● **Exercise brief**
Can you return the lines of the source data word for word, from the start through the line containing "(796, 680), (1235, 775)", both ends included?

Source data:

◇ ◇ ◇ ◇

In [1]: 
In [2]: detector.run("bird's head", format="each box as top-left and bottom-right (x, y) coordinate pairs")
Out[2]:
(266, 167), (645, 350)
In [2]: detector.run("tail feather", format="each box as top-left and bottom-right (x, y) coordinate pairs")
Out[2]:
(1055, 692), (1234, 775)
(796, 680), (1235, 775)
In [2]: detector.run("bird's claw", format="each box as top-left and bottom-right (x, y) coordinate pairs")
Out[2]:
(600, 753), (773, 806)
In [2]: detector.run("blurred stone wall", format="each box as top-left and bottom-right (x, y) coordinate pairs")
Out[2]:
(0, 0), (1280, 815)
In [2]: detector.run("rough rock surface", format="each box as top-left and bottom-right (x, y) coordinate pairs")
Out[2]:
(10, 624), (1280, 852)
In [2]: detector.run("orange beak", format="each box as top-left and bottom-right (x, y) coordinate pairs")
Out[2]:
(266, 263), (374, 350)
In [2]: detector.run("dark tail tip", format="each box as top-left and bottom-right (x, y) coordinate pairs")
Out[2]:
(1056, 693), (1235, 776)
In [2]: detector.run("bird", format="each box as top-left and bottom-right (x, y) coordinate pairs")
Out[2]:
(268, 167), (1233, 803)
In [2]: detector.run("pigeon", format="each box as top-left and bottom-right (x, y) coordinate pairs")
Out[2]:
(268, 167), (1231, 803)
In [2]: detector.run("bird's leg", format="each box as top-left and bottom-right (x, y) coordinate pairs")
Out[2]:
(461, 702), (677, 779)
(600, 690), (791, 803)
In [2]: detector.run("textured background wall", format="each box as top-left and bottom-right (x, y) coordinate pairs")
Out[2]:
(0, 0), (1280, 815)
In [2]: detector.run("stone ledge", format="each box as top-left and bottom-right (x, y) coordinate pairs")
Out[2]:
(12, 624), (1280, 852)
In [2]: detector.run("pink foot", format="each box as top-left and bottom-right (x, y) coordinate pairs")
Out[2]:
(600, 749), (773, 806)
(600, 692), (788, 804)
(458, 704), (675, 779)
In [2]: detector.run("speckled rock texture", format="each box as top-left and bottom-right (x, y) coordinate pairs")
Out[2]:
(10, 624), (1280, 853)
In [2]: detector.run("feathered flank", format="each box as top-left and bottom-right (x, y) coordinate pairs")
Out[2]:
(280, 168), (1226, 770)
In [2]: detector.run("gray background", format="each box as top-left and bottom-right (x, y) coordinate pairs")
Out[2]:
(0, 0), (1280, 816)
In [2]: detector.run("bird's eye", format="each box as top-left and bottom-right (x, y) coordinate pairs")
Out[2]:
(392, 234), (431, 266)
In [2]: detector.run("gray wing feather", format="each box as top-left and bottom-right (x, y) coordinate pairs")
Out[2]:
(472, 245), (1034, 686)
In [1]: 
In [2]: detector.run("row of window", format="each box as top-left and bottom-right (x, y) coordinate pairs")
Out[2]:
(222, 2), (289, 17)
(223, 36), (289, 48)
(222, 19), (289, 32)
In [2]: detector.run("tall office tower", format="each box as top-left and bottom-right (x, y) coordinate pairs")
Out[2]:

◇ ◇ ◇ ◇

● **Response for this exercise**
In [1]: 
In [2]: detector.run("bird's head", format="each box as top-left and bottom-right (x, y) coordinate pairs")
Out[2]:
(266, 167), (645, 350)
In [2]: detector.run("tail feather", format="each box as top-left and bottom-right (x, y) coordinate pairs")
Out[2]:
(1055, 692), (1234, 775)
(796, 680), (1235, 775)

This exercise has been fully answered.